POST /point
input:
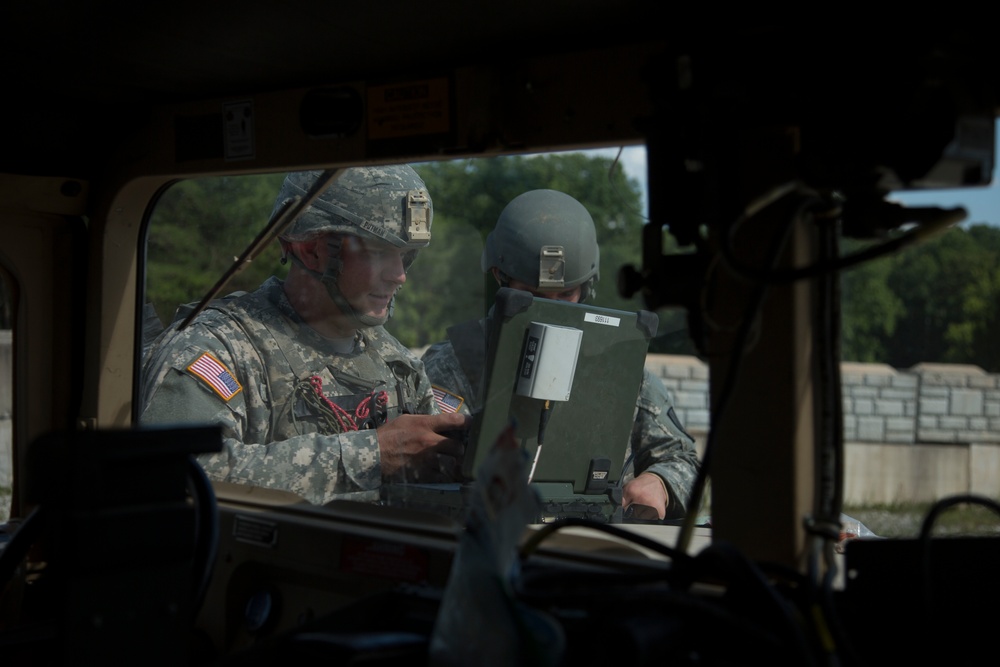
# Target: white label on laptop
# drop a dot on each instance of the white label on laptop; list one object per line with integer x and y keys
{"x": 602, "y": 319}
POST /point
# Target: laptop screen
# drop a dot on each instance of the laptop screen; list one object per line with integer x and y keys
{"x": 567, "y": 374}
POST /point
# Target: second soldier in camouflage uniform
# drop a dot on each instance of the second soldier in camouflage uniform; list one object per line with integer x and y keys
{"x": 665, "y": 459}
{"x": 313, "y": 394}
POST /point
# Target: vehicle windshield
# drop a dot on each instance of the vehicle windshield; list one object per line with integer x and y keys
{"x": 199, "y": 227}
{"x": 917, "y": 365}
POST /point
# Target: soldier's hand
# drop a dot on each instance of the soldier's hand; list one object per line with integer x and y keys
{"x": 646, "y": 489}
{"x": 423, "y": 448}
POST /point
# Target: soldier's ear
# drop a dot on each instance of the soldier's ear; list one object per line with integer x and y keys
{"x": 311, "y": 252}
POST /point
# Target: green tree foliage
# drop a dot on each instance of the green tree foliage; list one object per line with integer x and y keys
{"x": 871, "y": 311}
{"x": 935, "y": 302}
{"x": 197, "y": 229}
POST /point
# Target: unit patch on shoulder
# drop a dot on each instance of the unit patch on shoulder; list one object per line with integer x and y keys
{"x": 447, "y": 401}
{"x": 215, "y": 375}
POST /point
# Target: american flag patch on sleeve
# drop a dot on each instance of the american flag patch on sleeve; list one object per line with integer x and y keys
{"x": 215, "y": 375}
{"x": 447, "y": 401}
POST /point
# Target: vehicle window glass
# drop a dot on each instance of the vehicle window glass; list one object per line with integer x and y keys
{"x": 198, "y": 227}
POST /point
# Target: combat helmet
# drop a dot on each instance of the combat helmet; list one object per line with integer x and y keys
{"x": 386, "y": 203}
{"x": 546, "y": 239}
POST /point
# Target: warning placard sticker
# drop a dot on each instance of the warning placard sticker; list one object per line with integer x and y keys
{"x": 408, "y": 109}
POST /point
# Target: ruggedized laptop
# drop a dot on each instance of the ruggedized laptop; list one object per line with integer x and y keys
{"x": 567, "y": 375}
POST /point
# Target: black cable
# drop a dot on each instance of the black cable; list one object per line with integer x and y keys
{"x": 536, "y": 538}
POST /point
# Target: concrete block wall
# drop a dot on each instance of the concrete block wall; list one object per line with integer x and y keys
{"x": 913, "y": 435}
{"x": 929, "y": 403}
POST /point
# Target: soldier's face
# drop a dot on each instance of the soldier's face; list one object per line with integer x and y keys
{"x": 572, "y": 294}
{"x": 372, "y": 272}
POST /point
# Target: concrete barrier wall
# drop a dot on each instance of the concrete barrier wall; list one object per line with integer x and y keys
{"x": 911, "y": 435}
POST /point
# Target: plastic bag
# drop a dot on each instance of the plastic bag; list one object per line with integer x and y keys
{"x": 479, "y": 621}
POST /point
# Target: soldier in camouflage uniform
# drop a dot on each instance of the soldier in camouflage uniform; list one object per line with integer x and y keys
{"x": 313, "y": 394}
{"x": 665, "y": 459}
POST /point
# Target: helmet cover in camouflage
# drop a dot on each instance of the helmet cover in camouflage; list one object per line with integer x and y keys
{"x": 546, "y": 239}
{"x": 385, "y": 203}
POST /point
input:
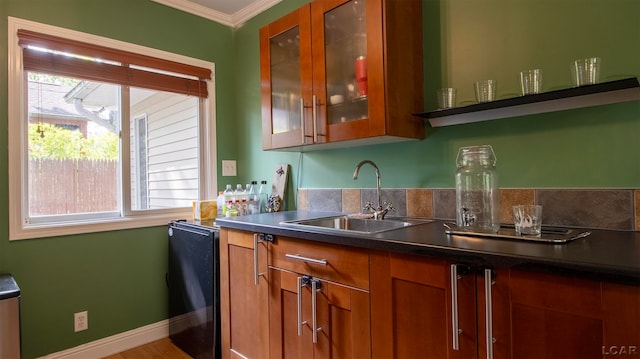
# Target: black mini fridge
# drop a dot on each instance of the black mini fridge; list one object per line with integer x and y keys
{"x": 194, "y": 284}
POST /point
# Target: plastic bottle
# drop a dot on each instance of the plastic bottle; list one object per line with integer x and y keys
{"x": 263, "y": 196}
{"x": 220, "y": 204}
{"x": 228, "y": 196}
{"x": 238, "y": 194}
{"x": 477, "y": 191}
{"x": 253, "y": 200}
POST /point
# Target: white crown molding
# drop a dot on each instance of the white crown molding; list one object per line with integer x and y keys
{"x": 234, "y": 20}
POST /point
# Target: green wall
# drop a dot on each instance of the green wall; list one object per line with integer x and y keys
{"x": 119, "y": 276}
{"x": 470, "y": 40}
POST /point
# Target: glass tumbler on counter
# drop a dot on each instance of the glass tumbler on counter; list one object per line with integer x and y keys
{"x": 477, "y": 191}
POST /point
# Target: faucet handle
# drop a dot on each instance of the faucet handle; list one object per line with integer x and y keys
{"x": 368, "y": 206}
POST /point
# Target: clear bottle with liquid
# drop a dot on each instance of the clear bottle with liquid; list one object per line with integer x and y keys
{"x": 228, "y": 196}
{"x": 238, "y": 194}
{"x": 253, "y": 199}
{"x": 220, "y": 204}
{"x": 263, "y": 196}
{"x": 477, "y": 191}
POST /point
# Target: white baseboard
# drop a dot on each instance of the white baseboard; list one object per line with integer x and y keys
{"x": 115, "y": 343}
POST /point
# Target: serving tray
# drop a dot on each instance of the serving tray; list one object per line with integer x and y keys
{"x": 549, "y": 234}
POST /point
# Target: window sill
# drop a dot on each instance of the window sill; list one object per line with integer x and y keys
{"x": 63, "y": 229}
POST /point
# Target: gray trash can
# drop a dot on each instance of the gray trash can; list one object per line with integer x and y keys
{"x": 9, "y": 318}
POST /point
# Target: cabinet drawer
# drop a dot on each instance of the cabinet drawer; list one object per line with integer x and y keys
{"x": 341, "y": 264}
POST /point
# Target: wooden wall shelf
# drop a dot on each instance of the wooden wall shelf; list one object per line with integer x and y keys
{"x": 577, "y": 97}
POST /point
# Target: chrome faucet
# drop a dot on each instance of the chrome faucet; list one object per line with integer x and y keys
{"x": 381, "y": 209}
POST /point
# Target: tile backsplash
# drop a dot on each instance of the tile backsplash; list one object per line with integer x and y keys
{"x": 616, "y": 209}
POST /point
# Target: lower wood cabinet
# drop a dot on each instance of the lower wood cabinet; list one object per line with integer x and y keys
{"x": 244, "y": 295}
{"x": 292, "y": 298}
{"x": 412, "y": 312}
{"x": 432, "y": 308}
{"x": 318, "y": 300}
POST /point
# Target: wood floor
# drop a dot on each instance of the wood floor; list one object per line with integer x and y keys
{"x": 162, "y": 348}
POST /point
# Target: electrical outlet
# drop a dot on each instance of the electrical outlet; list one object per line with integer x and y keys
{"x": 80, "y": 321}
{"x": 229, "y": 168}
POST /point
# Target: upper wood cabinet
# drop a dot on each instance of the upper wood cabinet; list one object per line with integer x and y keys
{"x": 336, "y": 70}
{"x": 244, "y": 295}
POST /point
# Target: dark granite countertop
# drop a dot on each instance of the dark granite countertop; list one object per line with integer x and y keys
{"x": 608, "y": 254}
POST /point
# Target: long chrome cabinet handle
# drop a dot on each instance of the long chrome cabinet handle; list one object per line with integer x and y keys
{"x": 307, "y": 259}
{"x": 315, "y": 288}
{"x": 454, "y": 307}
{"x": 302, "y": 120}
{"x": 302, "y": 282}
{"x": 256, "y": 273}
{"x": 314, "y": 118}
{"x": 488, "y": 282}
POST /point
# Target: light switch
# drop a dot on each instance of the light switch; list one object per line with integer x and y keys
{"x": 229, "y": 168}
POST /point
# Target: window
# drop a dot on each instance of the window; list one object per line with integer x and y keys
{"x": 104, "y": 135}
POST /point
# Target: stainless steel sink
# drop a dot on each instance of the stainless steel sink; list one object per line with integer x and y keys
{"x": 346, "y": 224}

WHAT TO WORK ON => Using the data above, print every line exactly, omitting pictures.

COMPLETE RESPONSE =>
POST /point
input:
# Target: white label on laptop
# drop a dot on each instance of the white label on laptop; list one object per line with integer x and y keys
{"x": 602, "y": 319}
POST /point
# Target: laptop screen
# drop a dot on each instance of the laptop screen; list one object per line with integer x and y keys
{"x": 567, "y": 374}
POST /point
# Target: second soldier in camouflage uniform
# drop a dot on each instance of the second soldier in camouflage uniform; list one object per line with integer x and y keys
{"x": 665, "y": 459}
{"x": 313, "y": 394}
POST /point
# Target: vehicle windshield
# drop a dot on each instance of the vehicle windshield; list one object per line with integer x and y keys
{"x": 199, "y": 227}
{"x": 917, "y": 365}
POST /point
# Target: soldier's hand
# drop a dot on each instance of the soldier's hand; list one object per line with integer x and y keys
{"x": 646, "y": 489}
{"x": 423, "y": 448}
POST /point
# Target: soldier's ear
# drop a dot on each instance of the soldier's ear; list one object per line with integer x and y keys
{"x": 311, "y": 252}
POST /point
# Target: green tree foliage
# drop a dot on each instance of the green tree foliage; list one object per line with integer x and y keys
{"x": 871, "y": 311}
{"x": 935, "y": 302}
{"x": 197, "y": 229}
POST /point
# Target: unit patch on shoulder
# drop a dot on each instance of the unit patch on shoulder; list one object per line with integer x and y keys
{"x": 447, "y": 401}
{"x": 215, "y": 375}
POST /point
# Target: american flag patch on sleeve
# drop a dot on each instance of the american flag patch on sleeve; list one object per line with integer x and y keys
{"x": 215, "y": 375}
{"x": 447, "y": 401}
POST /point
# Target: vehicle window glass
# drop a dot on each instance of the vehicle window glass; list one object per line with integer x and y keys
{"x": 198, "y": 227}
POST /point
# Target: combat helmet
# drop a dot on each instance of the combat helmet; list one object per line with integer x and y keys
{"x": 386, "y": 203}
{"x": 546, "y": 239}
POST /point
# Target: warning placard sticker
# drop a dot on each instance of the warning placard sticker; list one object per line with integer x and y keys
{"x": 408, "y": 109}
POST /point
# Target: ruggedized laptop
# drop a dot on each instance of the ruggedized laptop; list one object per line with integer x and y keys
{"x": 567, "y": 375}
POST /point
# Target: black cable
# drop a dot on each instance of the black cable; list one object per line with integer x and y keys
{"x": 536, "y": 538}
POST /point
# Target: concrete block wall
# drop a dot on each instance of the concrete block wall; list one object per line with integer x and y keys
{"x": 913, "y": 435}
{"x": 929, "y": 403}
POST /point
# Target: soldier's face
# drop a dot on each instance of the soldier's face; list one object per line with integer x and y keys
{"x": 572, "y": 294}
{"x": 372, "y": 272}
POST /point
# Target: concrete barrier wall
# drop a dot on each instance of the concrete barrier wall; list one object per line with integer x and y keys
{"x": 911, "y": 435}
POST /point
# Target: plastic bag
# drop a dot on each instance of the plastic bag; list one object per line with integer x and y keys
{"x": 479, "y": 621}
POST /point
# Target: soldier in camouflage uniform
# drop a dot on each instance of the soldier in camouflage uniform; list one object per line with integer x and y keys
{"x": 313, "y": 394}
{"x": 665, "y": 459}
POST /point
# Target: helmet cover in camouflage
# drop a dot on each instance of the helmet cover in camouflage; list one object per line with integer x and y keys
{"x": 546, "y": 239}
{"x": 385, "y": 203}
POST /point
input:
# Target: black mini fridge
# drop a dot on each instance of the black mini fridge; list one object per line with integer x and y keys
{"x": 194, "y": 284}
POST /point
# Target: plastic bottle
# drop a dot on each instance of the plastic bottle; list one object per line with integer x and y keys
{"x": 263, "y": 196}
{"x": 220, "y": 204}
{"x": 228, "y": 196}
{"x": 238, "y": 194}
{"x": 477, "y": 191}
{"x": 253, "y": 200}
POST /point
# Target: white crown molding
# drop a dot on each instance of the white crown molding; list one object per line with integer x and y keys
{"x": 234, "y": 20}
POST /point
# Target: green wall
# drop a dot on each instance of the green wall; list one object per line with integer x and y keys
{"x": 119, "y": 276}
{"x": 470, "y": 40}
POST /point
# Target: glass tumbler on counter
# drop a dot on each instance of the glass tumbler on counter; list one object per line with integer x and y keys
{"x": 477, "y": 191}
POST /point
# Target: faucet handle
# drop a dot on each instance of the faucet handle; list one object per line with integer x and y keys
{"x": 368, "y": 206}
POST /point
# Target: clear bottle with liquid
# drop a dot on each instance of the clear bottle with liquid; list one object per line with integer x and y keys
{"x": 228, "y": 196}
{"x": 238, "y": 194}
{"x": 253, "y": 199}
{"x": 220, "y": 204}
{"x": 263, "y": 196}
{"x": 477, "y": 191}
POST /point
# Target: white baseboard
# drop a dot on each instance of the white baseboard; list one object per line with integer x and y keys
{"x": 115, "y": 343}
POST /point
# Target: serving tray
# drop a dot on each instance of the serving tray; list one object per line with integer x and y keys
{"x": 549, "y": 234}
POST /point
# Target: window sill
# drop a dot on each instance of the window sill; list one object per line with integer x and y keys
{"x": 63, "y": 229}
POST /point
# Target: gray trash can
# drop a dot on each instance of the gray trash can; list one object per line with integer x and y keys
{"x": 9, "y": 318}
POST /point
# Target: cabinet drawer
# drop a dot on each instance of the cabinet drawer; list one object per line with integer x and y keys
{"x": 341, "y": 264}
POST /point
# Target: wooden wall shelf
# drop a dot on each instance of the wooden wall shelf; list one object per line with integer x and y keys
{"x": 577, "y": 97}
POST /point
# Target: chrome faucet
# drop a dot on each instance of the chrome faucet; list one object per line with integer x and y keys
{"x": 381, "y": 209}
POST /point
# Target: tile backsplash
# drop a dot on each instance of the tile backsplash; list one object per line with integer x and y keys
{"x": 616, "y": 209}
POST /point
# Target: lower wood cabinet
# drop a dot on each instance of the lower wood cabinet; list one object per line with integer x and y keys
{"x": 244, "y": 295}
{"x": 292, "y": 298}
{"x": 412, "y": 312}
{"x": 432, "y": 308}
{"x": 318, "y": 300}
POST /point
# Target: wood floor
# drop a dot on each instance of the wood floor; list one object per line with integer x and y keys
{"x": 162, "y": 348}
POST /point
# Target: electrical outlet
# drop a dot on each instance of the electrical outlet; list one object per line with integer x and y keys
{"x": 80, "y": 321}
{"x": 229, "y": 168}
POST /point
# Target: upper wood cabinet
# drop a dot on each instance of the upper wood cabinet; list one object per line with integer x and y keys
{"x": 336, "y": 70}
{"x": 244, "y": 295}
POST /point
# Target: dark granite countertop
# drop a dot on each instance of the dark granite countertop; list one object per line with integer x and y keys
{"x": 608, "y": 254}
POST /point
# Target: long chrome cabinet handle
# drop a dot on each instance of the long chrome cabinet handle; list one object per line with integer x and y keys
{"x": 307, "y": 259}
{"x": 315, "y": 288}
{"x": 454, "y": 307}
{"x": 302, "y": 120}
{"x": 302, "y": 282}
{"x": 256, "y": 273}
{"x": 314, "y": 118}
{"x": 488, "y": 282}
POST /point
# Target: light switch
# drop a dot on each instance of the light switch; list one object per line with integer x and y keys
{"x": 229, "y": 168}
POST /point
# Target: window
# drop a dot on each instance of the window; list one object per line with integer x and y keys
{"x": 104, "y": 135}
POST /point
# Target: stainless steel sink
# drop a dot on each instance of the stainless steel sink; list one object per line with integer x and y keys
{"x": 346, "y": 224}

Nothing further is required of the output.